◆ **Short problem**
Extract each line from the entries below that contains the word "shoreline".

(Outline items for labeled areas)
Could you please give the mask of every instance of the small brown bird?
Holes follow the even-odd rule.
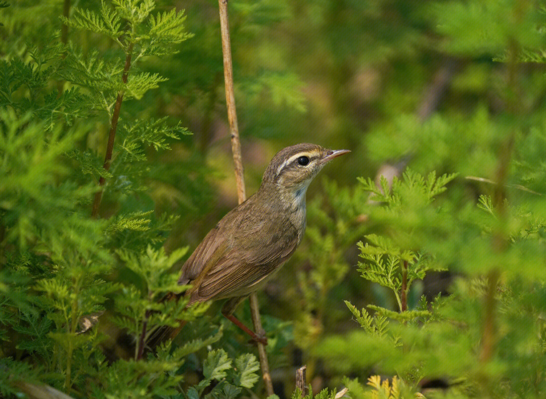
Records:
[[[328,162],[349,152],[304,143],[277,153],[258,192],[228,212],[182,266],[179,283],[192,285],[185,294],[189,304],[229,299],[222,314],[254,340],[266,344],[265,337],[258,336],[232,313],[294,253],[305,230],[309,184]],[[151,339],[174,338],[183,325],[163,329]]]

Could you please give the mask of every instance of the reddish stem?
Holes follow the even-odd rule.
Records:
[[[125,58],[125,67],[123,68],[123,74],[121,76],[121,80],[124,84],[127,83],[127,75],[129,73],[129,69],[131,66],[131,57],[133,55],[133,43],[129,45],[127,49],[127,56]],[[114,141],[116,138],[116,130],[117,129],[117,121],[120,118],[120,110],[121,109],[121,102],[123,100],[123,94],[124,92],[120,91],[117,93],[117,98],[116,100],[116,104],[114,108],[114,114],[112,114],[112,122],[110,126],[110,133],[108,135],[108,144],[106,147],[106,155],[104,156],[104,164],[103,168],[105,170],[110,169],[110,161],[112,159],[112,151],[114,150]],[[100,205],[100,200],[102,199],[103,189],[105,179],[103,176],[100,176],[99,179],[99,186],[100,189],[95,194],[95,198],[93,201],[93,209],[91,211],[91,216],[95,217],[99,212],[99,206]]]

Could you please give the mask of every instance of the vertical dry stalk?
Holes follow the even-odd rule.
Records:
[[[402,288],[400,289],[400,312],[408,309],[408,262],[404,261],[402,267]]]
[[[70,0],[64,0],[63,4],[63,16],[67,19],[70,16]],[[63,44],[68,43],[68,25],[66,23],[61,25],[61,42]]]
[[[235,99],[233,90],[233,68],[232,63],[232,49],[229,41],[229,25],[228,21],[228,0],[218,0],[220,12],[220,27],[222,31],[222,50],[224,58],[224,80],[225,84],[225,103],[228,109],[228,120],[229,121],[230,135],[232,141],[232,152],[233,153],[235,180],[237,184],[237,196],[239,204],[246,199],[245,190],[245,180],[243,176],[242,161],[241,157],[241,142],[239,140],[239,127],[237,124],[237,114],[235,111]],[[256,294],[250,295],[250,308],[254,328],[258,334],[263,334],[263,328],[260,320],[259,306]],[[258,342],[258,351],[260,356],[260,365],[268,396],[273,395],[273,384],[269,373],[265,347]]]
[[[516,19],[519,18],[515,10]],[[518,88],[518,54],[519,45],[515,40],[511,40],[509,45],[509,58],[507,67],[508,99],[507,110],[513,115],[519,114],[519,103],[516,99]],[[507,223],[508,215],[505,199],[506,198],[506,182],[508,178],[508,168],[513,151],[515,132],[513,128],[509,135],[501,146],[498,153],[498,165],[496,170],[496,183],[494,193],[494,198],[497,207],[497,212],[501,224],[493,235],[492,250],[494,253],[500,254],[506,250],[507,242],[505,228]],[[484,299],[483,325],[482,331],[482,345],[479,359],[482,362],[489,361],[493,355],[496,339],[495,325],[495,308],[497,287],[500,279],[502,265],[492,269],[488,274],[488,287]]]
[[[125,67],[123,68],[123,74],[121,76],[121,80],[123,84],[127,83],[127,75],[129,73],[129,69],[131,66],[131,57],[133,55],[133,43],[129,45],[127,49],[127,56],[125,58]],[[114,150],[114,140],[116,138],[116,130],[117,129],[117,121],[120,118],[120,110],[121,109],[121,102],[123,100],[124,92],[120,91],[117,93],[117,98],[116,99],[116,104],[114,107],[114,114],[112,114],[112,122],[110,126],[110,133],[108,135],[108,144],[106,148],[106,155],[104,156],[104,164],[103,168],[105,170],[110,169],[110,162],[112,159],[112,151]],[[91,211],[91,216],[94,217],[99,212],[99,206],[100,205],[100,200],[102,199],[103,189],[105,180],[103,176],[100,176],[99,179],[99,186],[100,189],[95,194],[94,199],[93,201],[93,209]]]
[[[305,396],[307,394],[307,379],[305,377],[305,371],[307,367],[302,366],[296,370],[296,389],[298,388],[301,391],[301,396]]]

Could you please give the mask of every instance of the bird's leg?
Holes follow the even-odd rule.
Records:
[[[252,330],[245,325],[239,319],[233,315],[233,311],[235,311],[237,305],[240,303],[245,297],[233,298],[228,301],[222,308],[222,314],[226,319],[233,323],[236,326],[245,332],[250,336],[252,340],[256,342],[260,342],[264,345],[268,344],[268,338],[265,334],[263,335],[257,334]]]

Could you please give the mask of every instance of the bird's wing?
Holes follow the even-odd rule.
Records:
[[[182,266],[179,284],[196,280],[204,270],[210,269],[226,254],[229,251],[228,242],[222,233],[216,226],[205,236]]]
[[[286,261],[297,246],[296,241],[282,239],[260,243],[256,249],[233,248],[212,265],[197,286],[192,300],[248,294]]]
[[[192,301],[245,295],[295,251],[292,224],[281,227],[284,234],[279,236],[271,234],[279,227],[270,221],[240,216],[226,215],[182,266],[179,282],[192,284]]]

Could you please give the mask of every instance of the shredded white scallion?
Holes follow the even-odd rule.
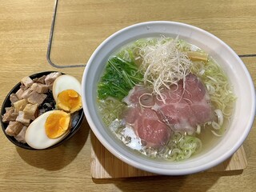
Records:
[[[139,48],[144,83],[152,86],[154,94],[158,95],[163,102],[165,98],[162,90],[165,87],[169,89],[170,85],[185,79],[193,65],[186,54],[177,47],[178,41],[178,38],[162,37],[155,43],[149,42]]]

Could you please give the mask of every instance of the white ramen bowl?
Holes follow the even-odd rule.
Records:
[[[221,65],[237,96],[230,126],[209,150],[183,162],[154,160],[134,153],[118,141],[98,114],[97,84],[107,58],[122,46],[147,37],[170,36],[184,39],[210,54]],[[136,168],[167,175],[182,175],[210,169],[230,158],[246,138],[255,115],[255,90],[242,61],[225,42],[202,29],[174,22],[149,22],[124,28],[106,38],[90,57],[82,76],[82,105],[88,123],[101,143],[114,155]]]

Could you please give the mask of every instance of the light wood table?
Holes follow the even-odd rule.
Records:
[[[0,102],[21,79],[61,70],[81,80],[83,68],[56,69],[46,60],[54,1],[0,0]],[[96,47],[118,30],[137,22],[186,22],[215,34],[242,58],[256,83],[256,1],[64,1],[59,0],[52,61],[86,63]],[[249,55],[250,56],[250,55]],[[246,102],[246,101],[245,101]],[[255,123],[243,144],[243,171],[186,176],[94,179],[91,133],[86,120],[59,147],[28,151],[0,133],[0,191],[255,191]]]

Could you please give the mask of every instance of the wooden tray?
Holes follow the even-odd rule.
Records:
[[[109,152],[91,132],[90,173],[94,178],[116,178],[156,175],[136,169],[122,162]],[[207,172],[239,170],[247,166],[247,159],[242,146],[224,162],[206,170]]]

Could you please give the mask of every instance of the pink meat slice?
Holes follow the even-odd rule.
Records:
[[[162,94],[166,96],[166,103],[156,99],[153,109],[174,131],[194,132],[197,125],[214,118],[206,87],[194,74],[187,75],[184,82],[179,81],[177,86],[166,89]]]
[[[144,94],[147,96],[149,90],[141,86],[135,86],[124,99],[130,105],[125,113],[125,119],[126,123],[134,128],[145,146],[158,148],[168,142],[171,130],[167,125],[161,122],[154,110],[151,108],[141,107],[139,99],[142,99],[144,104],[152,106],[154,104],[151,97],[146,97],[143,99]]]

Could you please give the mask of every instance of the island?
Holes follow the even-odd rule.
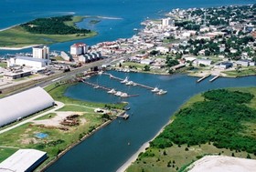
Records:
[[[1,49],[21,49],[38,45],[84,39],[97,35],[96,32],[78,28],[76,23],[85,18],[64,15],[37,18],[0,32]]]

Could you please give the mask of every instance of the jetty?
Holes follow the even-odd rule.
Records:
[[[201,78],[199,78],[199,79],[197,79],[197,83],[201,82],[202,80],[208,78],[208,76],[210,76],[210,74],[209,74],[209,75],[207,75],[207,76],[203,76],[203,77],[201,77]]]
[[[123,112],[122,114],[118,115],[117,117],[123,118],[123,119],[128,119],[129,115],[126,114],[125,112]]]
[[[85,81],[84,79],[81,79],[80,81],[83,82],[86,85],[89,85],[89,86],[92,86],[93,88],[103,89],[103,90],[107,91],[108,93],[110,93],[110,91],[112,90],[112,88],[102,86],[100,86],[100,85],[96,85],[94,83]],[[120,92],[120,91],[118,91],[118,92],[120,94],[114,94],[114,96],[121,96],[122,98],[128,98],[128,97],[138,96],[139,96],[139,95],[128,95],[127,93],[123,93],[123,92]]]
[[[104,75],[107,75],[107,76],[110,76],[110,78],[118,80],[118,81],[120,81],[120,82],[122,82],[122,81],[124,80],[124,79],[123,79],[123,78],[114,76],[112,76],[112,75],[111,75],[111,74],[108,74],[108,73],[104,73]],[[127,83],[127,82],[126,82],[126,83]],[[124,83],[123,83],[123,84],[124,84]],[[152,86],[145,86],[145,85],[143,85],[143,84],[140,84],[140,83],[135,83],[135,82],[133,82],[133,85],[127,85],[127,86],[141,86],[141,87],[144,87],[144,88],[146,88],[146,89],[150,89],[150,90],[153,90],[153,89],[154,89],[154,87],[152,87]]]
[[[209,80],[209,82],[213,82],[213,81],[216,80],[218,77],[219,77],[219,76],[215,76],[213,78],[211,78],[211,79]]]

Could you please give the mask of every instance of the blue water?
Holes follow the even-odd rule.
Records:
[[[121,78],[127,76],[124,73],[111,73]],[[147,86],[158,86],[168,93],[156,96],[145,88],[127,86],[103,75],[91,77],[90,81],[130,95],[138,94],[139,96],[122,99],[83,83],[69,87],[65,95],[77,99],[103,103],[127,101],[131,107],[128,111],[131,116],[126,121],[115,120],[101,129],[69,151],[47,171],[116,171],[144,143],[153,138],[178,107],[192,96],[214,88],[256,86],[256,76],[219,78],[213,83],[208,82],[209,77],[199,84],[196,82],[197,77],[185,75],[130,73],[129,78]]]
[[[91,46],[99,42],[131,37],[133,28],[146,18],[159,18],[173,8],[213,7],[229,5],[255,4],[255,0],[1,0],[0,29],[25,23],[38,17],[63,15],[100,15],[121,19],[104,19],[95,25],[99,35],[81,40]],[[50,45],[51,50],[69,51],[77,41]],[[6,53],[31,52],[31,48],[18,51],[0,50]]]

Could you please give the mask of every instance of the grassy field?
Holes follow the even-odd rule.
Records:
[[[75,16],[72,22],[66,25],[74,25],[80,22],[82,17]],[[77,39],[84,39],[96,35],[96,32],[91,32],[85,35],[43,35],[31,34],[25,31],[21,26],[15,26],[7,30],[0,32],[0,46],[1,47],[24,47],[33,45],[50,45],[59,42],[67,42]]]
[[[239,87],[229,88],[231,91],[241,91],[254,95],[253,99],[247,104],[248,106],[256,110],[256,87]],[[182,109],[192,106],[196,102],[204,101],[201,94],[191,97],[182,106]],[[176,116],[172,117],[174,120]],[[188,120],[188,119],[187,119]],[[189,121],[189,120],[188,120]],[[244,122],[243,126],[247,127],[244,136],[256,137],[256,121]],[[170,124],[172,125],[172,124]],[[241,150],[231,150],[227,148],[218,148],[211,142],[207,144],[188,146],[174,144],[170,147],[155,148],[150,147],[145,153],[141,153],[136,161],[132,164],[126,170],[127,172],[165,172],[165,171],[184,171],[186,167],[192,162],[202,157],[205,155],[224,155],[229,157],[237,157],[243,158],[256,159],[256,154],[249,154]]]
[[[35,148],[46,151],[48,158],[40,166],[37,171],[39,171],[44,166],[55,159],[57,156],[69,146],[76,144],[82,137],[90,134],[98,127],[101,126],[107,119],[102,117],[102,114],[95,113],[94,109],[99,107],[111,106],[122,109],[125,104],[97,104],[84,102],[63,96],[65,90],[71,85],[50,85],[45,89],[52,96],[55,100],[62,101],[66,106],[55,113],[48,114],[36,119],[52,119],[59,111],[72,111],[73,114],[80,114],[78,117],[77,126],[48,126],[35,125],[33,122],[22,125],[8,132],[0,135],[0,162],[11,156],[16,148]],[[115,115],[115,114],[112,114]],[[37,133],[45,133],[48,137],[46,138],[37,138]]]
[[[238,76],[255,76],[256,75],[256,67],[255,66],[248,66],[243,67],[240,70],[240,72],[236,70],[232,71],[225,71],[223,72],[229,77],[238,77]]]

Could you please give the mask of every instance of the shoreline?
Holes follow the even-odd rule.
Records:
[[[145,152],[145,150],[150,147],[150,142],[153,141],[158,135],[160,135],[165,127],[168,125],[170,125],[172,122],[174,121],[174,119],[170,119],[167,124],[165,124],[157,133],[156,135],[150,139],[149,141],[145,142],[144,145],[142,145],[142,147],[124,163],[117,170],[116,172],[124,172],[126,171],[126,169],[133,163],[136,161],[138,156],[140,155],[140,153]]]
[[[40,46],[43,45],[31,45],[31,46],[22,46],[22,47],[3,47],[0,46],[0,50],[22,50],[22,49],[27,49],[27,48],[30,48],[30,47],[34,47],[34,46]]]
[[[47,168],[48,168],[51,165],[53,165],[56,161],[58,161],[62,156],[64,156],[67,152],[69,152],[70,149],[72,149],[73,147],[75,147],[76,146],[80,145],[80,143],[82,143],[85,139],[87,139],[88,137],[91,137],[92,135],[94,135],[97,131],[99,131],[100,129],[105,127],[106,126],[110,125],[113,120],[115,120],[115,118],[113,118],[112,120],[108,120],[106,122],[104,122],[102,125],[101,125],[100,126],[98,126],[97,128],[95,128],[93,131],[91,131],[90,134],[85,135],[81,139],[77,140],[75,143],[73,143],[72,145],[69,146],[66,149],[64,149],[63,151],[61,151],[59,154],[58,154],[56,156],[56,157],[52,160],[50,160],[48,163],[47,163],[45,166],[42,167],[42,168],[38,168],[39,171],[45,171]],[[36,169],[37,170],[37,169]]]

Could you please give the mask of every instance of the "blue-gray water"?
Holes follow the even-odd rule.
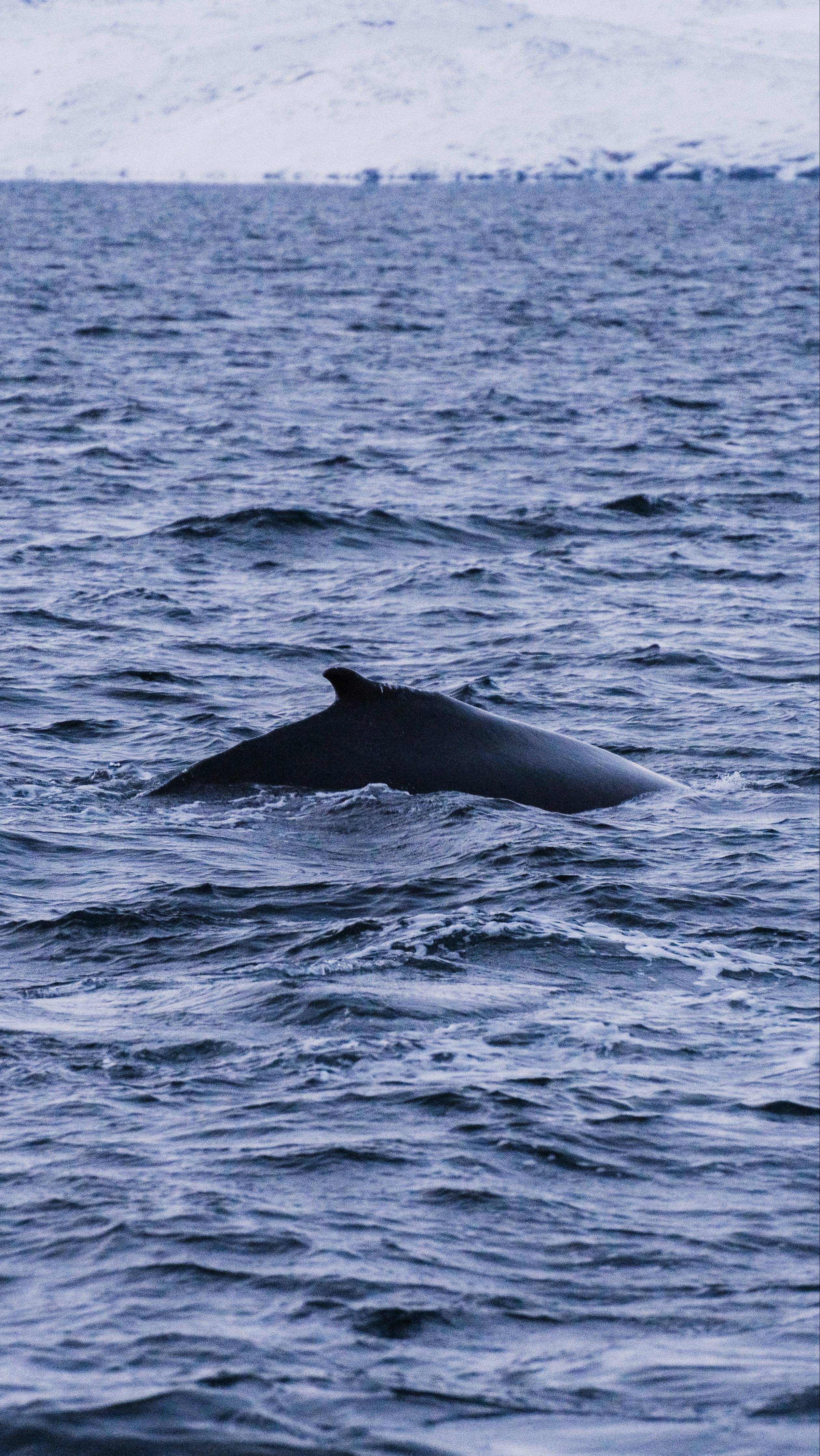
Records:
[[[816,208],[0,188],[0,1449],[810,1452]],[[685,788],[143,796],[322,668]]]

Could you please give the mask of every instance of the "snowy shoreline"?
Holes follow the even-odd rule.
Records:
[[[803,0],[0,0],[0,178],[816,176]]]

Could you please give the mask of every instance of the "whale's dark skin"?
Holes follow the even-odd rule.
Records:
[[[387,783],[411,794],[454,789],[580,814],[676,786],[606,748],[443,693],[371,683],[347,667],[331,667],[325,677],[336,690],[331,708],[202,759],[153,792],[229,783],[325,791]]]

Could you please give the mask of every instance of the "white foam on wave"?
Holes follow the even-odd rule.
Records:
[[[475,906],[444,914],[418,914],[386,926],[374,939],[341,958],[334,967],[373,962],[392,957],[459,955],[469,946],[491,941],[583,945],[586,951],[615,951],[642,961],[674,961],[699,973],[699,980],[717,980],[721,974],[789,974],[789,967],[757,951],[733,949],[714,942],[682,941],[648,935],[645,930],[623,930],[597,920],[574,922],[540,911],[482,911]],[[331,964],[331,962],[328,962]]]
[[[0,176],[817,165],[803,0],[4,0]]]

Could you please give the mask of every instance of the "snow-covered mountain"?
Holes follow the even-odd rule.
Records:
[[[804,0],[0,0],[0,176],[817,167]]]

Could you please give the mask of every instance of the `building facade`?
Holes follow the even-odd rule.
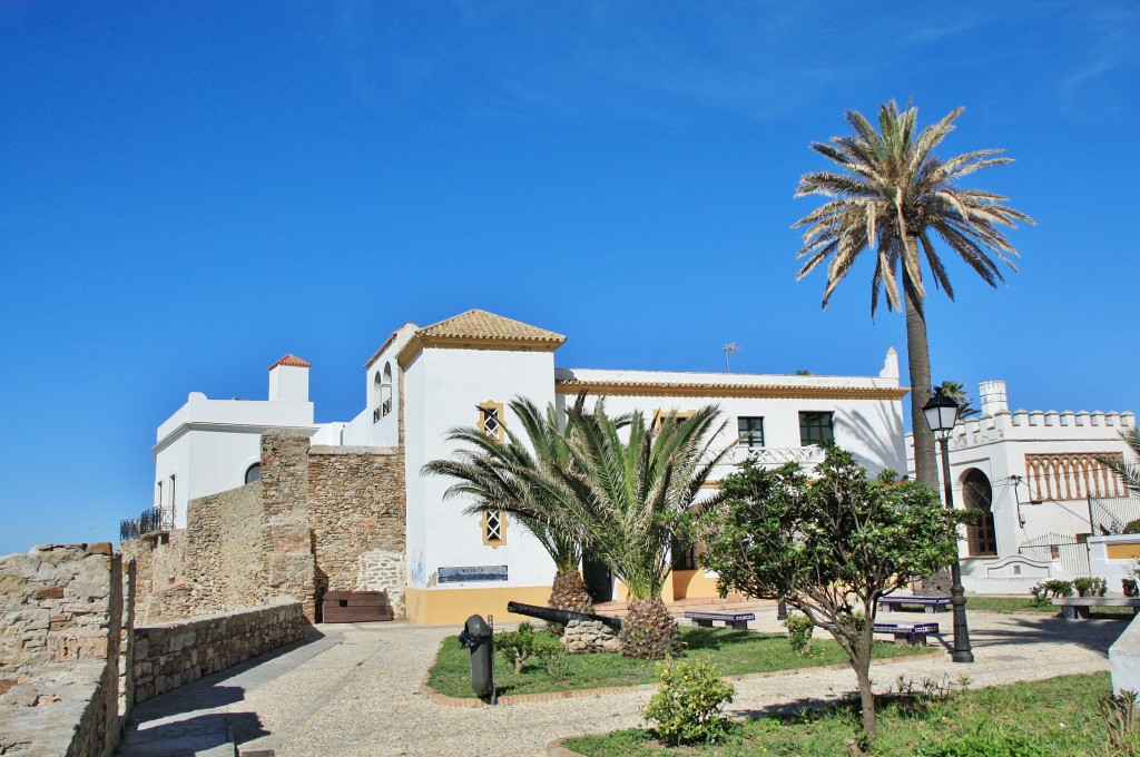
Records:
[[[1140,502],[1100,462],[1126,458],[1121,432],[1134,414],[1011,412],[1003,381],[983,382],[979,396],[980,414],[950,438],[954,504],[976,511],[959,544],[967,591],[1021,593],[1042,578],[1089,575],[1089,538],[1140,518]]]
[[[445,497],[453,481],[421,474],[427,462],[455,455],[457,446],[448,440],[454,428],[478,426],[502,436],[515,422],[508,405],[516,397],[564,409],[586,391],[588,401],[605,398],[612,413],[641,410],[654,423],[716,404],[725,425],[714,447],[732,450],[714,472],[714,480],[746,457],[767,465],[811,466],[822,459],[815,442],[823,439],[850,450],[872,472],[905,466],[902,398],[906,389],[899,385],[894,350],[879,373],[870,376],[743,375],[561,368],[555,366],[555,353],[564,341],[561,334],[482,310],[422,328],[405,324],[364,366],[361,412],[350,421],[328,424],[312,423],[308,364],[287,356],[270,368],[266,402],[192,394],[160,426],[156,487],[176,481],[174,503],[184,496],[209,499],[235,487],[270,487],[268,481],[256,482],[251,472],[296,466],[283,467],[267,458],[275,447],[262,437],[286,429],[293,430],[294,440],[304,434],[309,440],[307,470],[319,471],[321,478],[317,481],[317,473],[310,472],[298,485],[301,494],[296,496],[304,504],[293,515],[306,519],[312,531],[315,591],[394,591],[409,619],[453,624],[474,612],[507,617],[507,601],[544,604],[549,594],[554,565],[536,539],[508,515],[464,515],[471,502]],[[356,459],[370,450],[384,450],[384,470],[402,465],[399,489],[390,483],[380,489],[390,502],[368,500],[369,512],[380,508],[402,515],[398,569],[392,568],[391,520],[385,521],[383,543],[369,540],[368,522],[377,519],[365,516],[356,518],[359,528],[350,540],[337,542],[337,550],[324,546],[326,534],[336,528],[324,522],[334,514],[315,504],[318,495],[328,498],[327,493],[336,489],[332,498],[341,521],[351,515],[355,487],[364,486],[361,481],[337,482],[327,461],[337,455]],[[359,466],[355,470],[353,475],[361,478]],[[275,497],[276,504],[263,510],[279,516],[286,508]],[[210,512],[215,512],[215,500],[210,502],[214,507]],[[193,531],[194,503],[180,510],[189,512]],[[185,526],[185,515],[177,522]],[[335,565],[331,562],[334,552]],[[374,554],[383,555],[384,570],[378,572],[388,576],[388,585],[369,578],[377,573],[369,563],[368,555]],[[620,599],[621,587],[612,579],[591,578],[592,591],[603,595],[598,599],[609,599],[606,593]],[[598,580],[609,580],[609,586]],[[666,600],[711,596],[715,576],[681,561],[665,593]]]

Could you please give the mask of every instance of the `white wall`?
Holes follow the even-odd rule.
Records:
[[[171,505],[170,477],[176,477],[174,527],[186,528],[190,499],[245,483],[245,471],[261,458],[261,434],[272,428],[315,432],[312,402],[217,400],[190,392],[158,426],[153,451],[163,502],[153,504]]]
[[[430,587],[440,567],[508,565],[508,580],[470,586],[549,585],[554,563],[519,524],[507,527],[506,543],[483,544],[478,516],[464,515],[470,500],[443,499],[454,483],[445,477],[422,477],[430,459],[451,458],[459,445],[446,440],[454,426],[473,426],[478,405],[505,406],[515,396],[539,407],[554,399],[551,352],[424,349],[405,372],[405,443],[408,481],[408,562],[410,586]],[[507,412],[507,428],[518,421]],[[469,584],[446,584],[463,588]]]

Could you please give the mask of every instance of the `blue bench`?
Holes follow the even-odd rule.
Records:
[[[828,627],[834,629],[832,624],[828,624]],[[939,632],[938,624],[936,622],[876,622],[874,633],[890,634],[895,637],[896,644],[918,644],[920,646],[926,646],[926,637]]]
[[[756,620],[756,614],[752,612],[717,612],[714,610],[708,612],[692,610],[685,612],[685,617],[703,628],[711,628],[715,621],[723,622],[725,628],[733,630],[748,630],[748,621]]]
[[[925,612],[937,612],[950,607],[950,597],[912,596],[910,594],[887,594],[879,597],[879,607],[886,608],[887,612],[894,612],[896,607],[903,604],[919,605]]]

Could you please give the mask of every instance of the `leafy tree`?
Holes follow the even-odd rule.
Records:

◆ **Task output**
Could you please give the mask of every instance of the shoreline?
Could you please give the mask of every instance of the "snowy shoreline"?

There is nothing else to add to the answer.